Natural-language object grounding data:
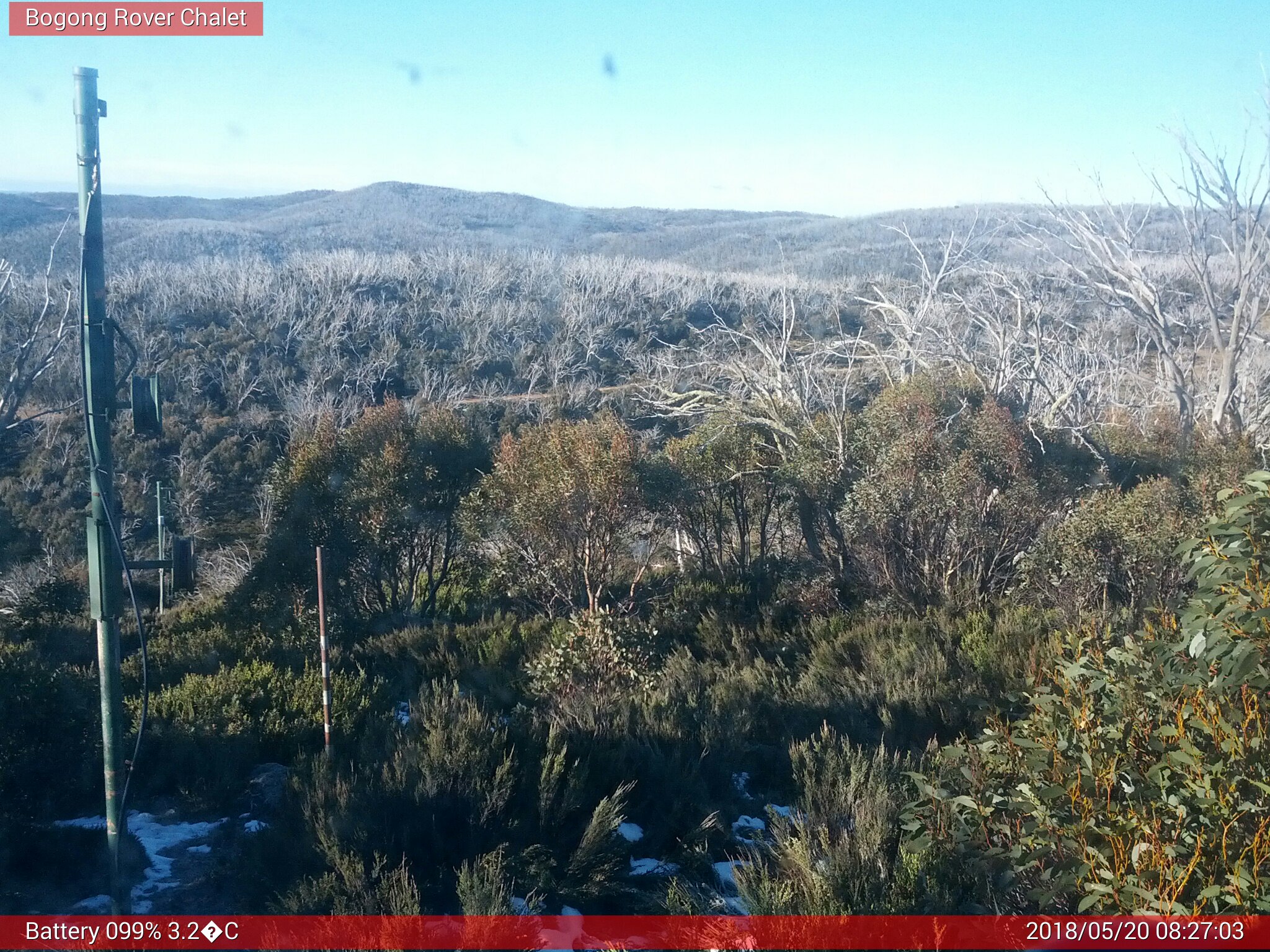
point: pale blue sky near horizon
(841, 107)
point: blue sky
(838, 107)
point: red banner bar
(634, 932)
(136, 19)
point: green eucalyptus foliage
(1139, 776)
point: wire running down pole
(326, 664)
(106, 591)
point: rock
(266, 787)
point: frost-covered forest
(773, 565)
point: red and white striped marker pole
(326, 664)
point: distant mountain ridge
(391, 216)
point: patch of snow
(652, 867)
(93, 904)
(155, 838)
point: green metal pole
(159, 513)
(106, 589)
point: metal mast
(106, 592)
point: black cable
(115, 534)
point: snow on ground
(648, 866)
(155, 838)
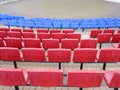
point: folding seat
(4, 29)
(16, 30)
(33, 54)
(112, 79)
(13, 42)
(50, 43)
(28, 35)
(58, 36)
(14, 34)
(3, 34)
(85, 78)
(45, 78)
(28, 30)
(2, 43)
(10, 54)
(94, 33)
(88, 43)
(42, 31)
(43, 36)
(116, 38)
(74, 36)
(110, 55)
(31, 42)
(109, 31)
(12, 77)
(69, 43)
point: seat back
(94, 33)
(13, 42)
(59, 55)
(45, 78)
(31, 43)
(50, 43)
(85, 78)
(84, 55)
(88, 43)
(33, 54)
(10, 54)
(12, 77)
(109, 55)
(104, 37)
(69, 43)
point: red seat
(4, 29)
(45, 78)
(43, 36)
(58, 36)
(85, 78)
(74, 36)
(28, 35)
(94, 33)
(12, 77)
(14, 34)
(84, 55)
(88, 43)
(33, 54)
(104, 37)
(16, 30)
(112, 79)
(69, 43)
(109, 31)
(28, 30)
(116, 38)
(42, 31)
(109, 55)
(59, 55)
(3, 34)
(50, 43)
(13, 42)
(10, 54)
(31, 42)
(2, 43)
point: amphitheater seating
(33, 54)
(50, 43)
(85, 78)
(31, 43)
(45, 78)
(13, 42)
(69, 43)
(94, 33)
(88, 43)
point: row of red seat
(52, 78)
(48, 43)
(59, 55)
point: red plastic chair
(58, 36)
(3, 34)
(85, 78)
(50, 43)
(12, 77)
(43, 36)
(69, 43)
(112, 78)
(28, 35)
(94, 33)
(13, 42)
(74, 36)
(14, 34)
(88, 43)
(31, 43)
(116, 38)
(45, 78)
(33, 54)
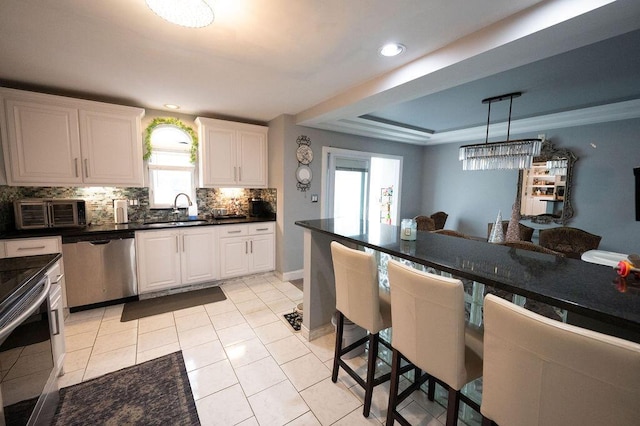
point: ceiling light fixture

WHAT YOU NEED TO DO: Set the records down again word for word; the pictures stay out.

WRITTEN ANSWER:
point: pale blue sky near horizon
(841, 107)
point: blue sky
(838, 107)
point: red banner bar
(634, 932)
(136, 19)
point: green eucalyptus foliage
(1139, 776)
point: wire running down pole
(326, 664)
(106, 591)
point: rock
(266, 787)
point: frost-covered forest
(773, 565)
point: red and white striped marker pole
(326, 664)
point: distant mountain ridge
(391, 216)
point: patch of snow
(652, 867)
(93, 904)
(155, 838)
point: green metal pole
(159, 513)
(106, 589)
point: metal mast
(106, 592)
point: black cable
(115, 534)
point: snow on ground
(648, 866)
(155, 838)
point: folding seat
(4, 29)
(16, 30)
(33, 54)
(112, 79)
(13, 42)
(50, 43)
(28, 35)
(58, 36)
(14, 34)
(3, 34)
(85, 78)
(45, 78)
(28, 30)
(2, 43)
(10, 54)
(94, 33)
(88, 43)
(42, 31)
(43, 36)
(116, 38)
(74, 36)
(110, 55)
(31, 42)
(109, 31)
(12, 77)
(69, 43)
point: seat back
(94, 33)
(13, 42)
(59, 55)
(45, 78)
(31, 43)
(50, 43)
(85, 78)
(84, 55)
(88, 43)
(33, 54)
(10, 54)
(12, 77)
(109, 55)
(104, 37)
(69, 43)
point: red seat
(4, 29)
(45, 78)
(43, 36)
(58, 36)
(85, 78)
(74, 36)
(28, 35)
(94, 33)
(12, 77)
(14, 34)
(84, 55)
(88, 43)
(33, 54)
(104, 37)
(16, 30)
(112, 79)
(69, 43)
(109, 31)
(28, 30)
(116, 38)
(42, 31)
(109, 55)
(59, 55)
(3, 34)
(50, 43)
(13, 42)
(10, 54)
(31, 42)
(2, 43)
point: amphitheater seating
(33, 54)
(50, 43)
(85, 78)
(31, 43)
(45, 78)
(13, 42)
(69, 43)
(94, 33)
(88, 43)
point: row of red seat
(52, 78)
(48, 43)
(59, 55)
point: red plastic chair
(58, 36)
(3, 34)
(85, 78)
(50, 43)
(12, 77)
(43, 36)
(69, 43)
(112, 78)
(28, 35)
(94, 33)
(13, 42)
(74, 36)
(14, 34)
(88, 43)
(31, 43)
(116, 38)
(45, 78)
(33, 54)
point: ceiling light fixture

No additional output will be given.